WHAT THIS EXERCISE ASKS
**a.** List every bird species named in the birding post.
**b.** Reproduce the part of the birding post that opens with the words "But I was compelled" and closes with "for Ring Ouzel.".

PASSAGE PROVIDED
-------
|Female Merlin after being caught in one of the fishing boats and ringed at the Observatory|
I've predictably not been birding much since early September, only heading to Spynes Mere on the local patch to see my first Curlew Sandpiper at Homethorpe, found by Richard Perry.
But I was compelled to make a belated autumn visit to Dungeness yesterday, and glad I did. The weather was damp and breezy, with north-easterly winds which had originally tempted me to head to north Kent. But with the temptation of a juvenile Sabine's Gull to see at Dunge, I went south instead. I was also hoping for Ring Ouzel.
When I arrived, the first bird I saw was a Ring Ouzel that flew into a bush next to the lighthouse, and was followed by a second one later in the morning. I looked around the desert area for the 11 or so that had been in the morning in the desert area near the observatory, but to no avail.
-------
INFORMATION GIVEN
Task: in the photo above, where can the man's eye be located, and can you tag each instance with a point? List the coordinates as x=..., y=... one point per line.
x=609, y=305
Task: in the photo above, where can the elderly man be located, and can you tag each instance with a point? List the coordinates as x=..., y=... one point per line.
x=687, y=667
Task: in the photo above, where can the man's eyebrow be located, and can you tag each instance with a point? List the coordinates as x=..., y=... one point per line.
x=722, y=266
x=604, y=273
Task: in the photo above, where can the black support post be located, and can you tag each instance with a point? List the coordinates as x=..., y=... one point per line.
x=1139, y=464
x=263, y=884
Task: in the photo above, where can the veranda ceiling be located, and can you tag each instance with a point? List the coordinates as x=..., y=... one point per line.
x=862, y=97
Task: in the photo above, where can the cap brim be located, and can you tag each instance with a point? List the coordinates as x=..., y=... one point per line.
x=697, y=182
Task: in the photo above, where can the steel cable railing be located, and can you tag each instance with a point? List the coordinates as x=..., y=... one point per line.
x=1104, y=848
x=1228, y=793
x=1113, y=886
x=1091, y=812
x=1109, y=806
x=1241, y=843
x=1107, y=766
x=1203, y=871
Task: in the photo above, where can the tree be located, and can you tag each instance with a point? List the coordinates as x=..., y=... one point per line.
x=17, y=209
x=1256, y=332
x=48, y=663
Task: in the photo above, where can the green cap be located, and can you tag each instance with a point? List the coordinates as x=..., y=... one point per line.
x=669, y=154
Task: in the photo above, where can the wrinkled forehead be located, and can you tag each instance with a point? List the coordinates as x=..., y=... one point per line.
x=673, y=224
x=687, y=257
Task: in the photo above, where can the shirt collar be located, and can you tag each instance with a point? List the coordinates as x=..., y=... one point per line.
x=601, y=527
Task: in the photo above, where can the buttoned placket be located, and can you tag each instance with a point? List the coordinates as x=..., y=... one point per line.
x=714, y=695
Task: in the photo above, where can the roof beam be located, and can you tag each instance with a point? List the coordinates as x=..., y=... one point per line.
-------
SOLUTIONS TO THE TASKS
**a.** Merlin, Curlew Sandpiper, Sabine's Gull, Ring Ouzel

**b.**
But I was compelled to make a belated autumn visit to Dungeness yesterday, and glad I did. The weather was damp and breezy, with north-easterly winds which had originally tempted me to head to north Kent. But with the temptation of a juvenile Sabine's Gull to see at Dunge, I went south instead. I was also hoping for Ring Ouzel.